- Stored data entries:

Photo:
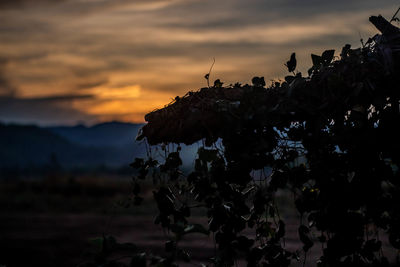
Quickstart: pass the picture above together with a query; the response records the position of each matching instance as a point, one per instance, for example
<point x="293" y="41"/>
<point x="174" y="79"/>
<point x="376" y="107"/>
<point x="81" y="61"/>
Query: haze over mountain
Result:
<point x="110" y="145"/>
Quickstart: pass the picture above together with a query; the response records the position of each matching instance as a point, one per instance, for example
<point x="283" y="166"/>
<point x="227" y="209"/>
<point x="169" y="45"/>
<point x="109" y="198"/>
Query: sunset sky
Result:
<point x="64" y="62"/>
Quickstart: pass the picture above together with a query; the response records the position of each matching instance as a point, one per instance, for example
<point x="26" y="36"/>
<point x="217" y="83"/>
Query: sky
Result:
<point x="64" y="62"/>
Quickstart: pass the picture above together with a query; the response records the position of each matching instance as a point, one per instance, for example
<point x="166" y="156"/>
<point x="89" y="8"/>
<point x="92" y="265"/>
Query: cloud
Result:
<point x="119" y="59"/>
<point x="6" y="89"/>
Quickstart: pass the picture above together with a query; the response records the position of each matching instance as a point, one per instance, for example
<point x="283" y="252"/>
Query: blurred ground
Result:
<point x="50" y="221"/>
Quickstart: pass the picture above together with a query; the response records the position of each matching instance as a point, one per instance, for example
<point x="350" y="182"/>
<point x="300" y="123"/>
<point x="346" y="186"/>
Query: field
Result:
<point x="54" y="221"/>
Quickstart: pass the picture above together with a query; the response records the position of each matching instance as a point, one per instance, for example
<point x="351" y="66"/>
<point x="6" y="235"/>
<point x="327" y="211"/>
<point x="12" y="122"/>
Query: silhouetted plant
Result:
<point x="332" y="139"/>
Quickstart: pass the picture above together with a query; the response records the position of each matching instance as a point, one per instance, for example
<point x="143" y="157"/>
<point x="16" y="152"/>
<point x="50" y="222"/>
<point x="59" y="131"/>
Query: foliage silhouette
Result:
<point x="330" y="138"/>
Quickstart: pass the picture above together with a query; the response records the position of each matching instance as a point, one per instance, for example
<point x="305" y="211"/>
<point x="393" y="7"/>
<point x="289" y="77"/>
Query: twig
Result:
<point x="395" y="14"/>
<point x="207" y="76"/>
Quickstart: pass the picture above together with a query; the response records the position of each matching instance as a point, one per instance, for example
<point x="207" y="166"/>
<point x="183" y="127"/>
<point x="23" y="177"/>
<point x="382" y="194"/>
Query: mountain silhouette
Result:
<point x="108" y="144"/>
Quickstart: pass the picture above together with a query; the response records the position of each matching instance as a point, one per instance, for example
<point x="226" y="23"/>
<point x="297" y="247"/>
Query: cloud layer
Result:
<point x="66" y="61"/>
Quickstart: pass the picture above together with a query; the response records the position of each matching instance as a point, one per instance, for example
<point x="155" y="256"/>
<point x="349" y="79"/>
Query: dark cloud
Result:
<point x="6" y="88"/>
<point x="53" y="110"/>
<point x="22" y="3"/>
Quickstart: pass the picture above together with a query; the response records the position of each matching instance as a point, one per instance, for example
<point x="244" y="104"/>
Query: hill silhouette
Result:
<point x="109" y="145"/>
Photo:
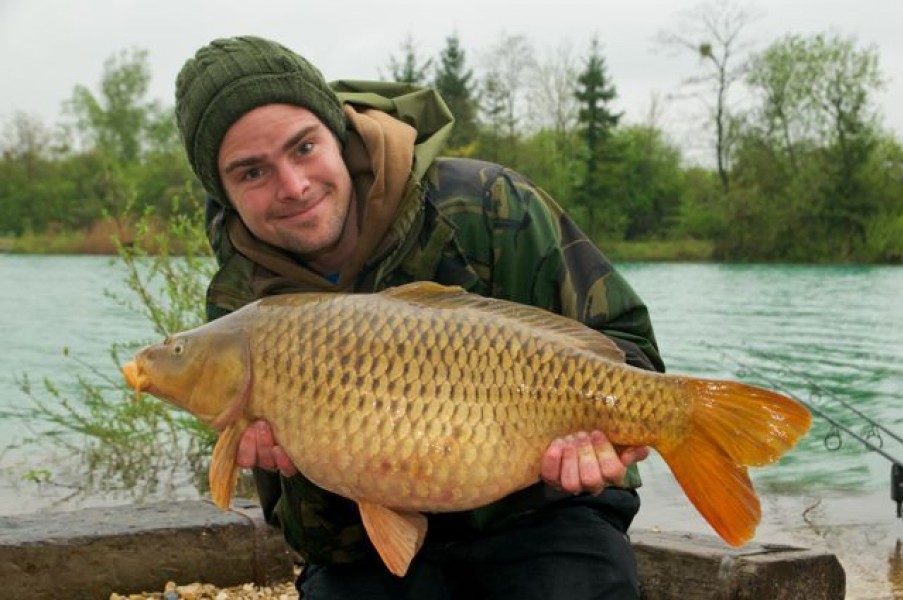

- Your goal: Lines with the word "cloud" in them should be copied from the preceding records.

- Solution below:
Query: cloud
Query: cloud layer
Query: dark cloud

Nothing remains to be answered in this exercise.